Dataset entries
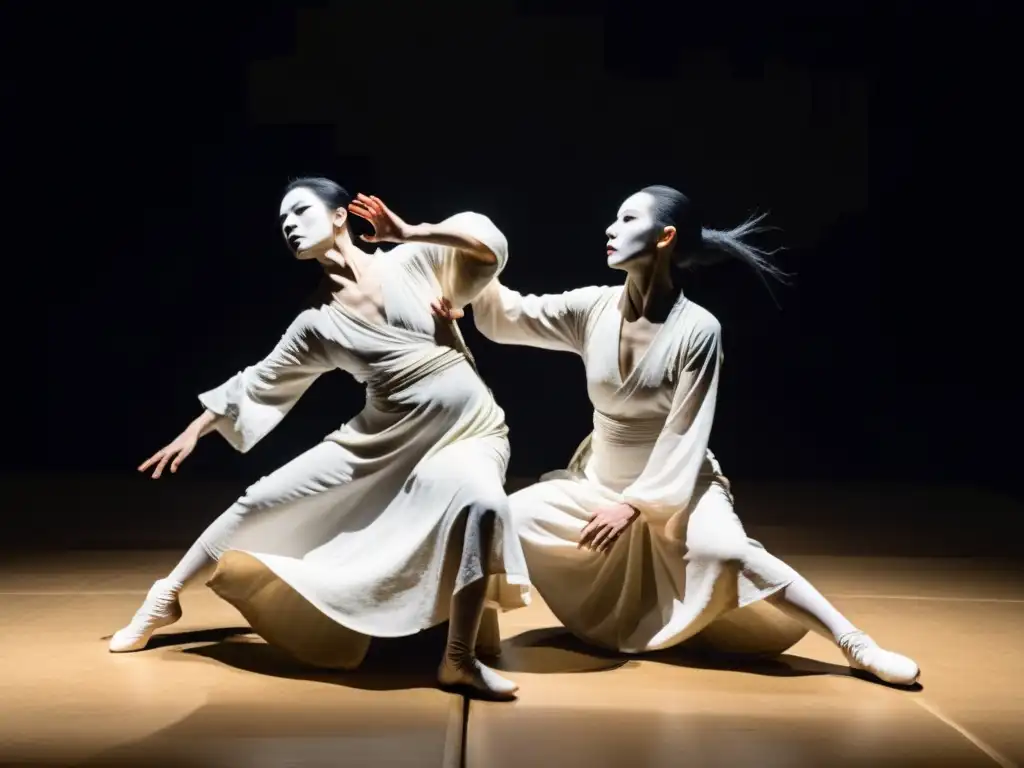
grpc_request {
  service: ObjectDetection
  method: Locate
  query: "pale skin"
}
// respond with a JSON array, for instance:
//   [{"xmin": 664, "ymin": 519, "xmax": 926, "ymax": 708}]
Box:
[
  {"xmin": 430, "ymin": 193, "xmax": 680, "ymax": 553},
  {"xmin": 138, "ymin": 187, "xmax": 498, "ymax": 479}
]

_JOB_
Rewrite the material above, changing "pale skin" to "light skin" and keeping everything else the same. Omit the pictures from your answer.

_FINAL ANSWER_
grpc_request {
  service: ObjectDetection
  method: Locate
  query: "light skin"
}
// respond with a JSON array, for instance:
//   [{"xmin": 664, "ymin": 519, "xmax": 926, "ymax": 708}]
Box:
[
  {"xmin": 430, "ymin": 193, "xmax": 680, "ymax": 553},
  {"xmin": 138, "ymin": 187, "xmax": 498, "ymax": 479}
]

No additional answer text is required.